*EXTRAHIERTER TEXT*.
▶

SonntagsBlick: Ciriaco Sforza, warum outet sich im Profi-Fussball nach wievor kein schwuler Spieler?
Ciriaco Sforza:
Ich weiss es ehrlich nicht. Aus meiner Sicht wäre es an der Zeit, dass man als Fussballer zu seinen Vorlieben stehen kann. Ich als Trainer würde einem homosexuellen Spieler zum Coming-out raten, wenn es für ihn als Mensch passt.

Fürchten sich die Spieler im Macho-Sport Fussball vor den Reaktionen der Fans?
Ja, die Angst ist sicher da. Aber bitte, wir sind im Jahr 2016. Es wäre nur am Anfang ein riesiges Thema. Wenn der Spieler dann seine Leistung bringt, würde es akzeptiert werden. Im Frauen-Fussball gibt es viele Lesben, und es ist kein Thema. Warum sollte es also ein Problem sein, wenn sich ein Bundesliga- oder Super-League-Spieler outet?

◀

*VORLIEGENDE ZEILEN*.
▶

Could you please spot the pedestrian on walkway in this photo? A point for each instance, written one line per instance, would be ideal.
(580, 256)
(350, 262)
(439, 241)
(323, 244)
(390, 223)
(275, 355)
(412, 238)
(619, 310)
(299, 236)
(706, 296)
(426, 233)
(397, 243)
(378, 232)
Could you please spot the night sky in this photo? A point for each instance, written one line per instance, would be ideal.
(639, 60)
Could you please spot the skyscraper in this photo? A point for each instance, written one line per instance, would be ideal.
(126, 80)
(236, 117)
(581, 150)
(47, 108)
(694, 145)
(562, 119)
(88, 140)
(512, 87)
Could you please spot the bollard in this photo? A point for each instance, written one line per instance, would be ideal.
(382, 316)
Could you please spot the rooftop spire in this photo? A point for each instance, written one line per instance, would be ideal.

◀

*AUFGABE A*.
Beantworte anhand des Interviewauszugs:
(i) Welches Jahr nennt Ciriaco Sforza in seiner zweiten Antwort?
(ii) Wozu würde er als Trainer einem homosexuellen Spieler raten, und unter welcher Bedingung?
(iii) Wie beschreibt er die Lage im Frauen-Fussball?
*AUFGABE B*. Erkläre in ein bis drei Sätzen, weshalb es nach Sforza im Interviewauszug kein Problem sein sollte, wenn sich ein Bundesliga- oder Super-League-Spieler outet.
*AUFGABE C*. Übersetze den folgenden Satz aus dem Interviewauszug ins Englische: „Ich als Trainer würde einem homosexuellen Spieler zum Coming-out raten, wenn es für ihn als Mensch passt.“

*LÖSUNG A*.
(i) Das Jahr 2016.
(ii) Zum Coming-out, wenn es für den Spieler als Mensch passt.
(iii) Dort gibt es viele Lesben, und es ist kein Thema.

*LÖSUNG B*. Sforza verweist auf den Frauen-Fussball, in dem es viele Lesben gibt, ohne dass dies ein Thema ist. Daraus folgert er, dass auch das Coming-out eines Spielers der Bundesliga oder der Super League kein Problem sein sollte.

*LÖSUNG C*. As a coach, I would advise a gay player to come out if it is right for him as a person.